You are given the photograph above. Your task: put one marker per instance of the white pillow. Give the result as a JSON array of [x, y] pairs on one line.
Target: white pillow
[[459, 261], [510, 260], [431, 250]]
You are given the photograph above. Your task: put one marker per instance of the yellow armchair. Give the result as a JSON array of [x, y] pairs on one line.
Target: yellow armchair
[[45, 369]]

Description of the task => Copy every line of the listing above, requests included, and shift the answer coordinates by adding 22 to each x and y value.

Answer for the task =>
You are given the photograph above. Your task: put one marker per instance of the white pillow. Give the result as a JSON array of [x, y] pairs on one line.
Target: white pillow
[[481, 283], [532, 282], [453, 272]]
You are given the photograph above. Your task: put one marker per instance of the yellow armchair. Give the result as a JSON array of [x, y] pairs on one line.
Target: yellow armchair
[[67, 391]]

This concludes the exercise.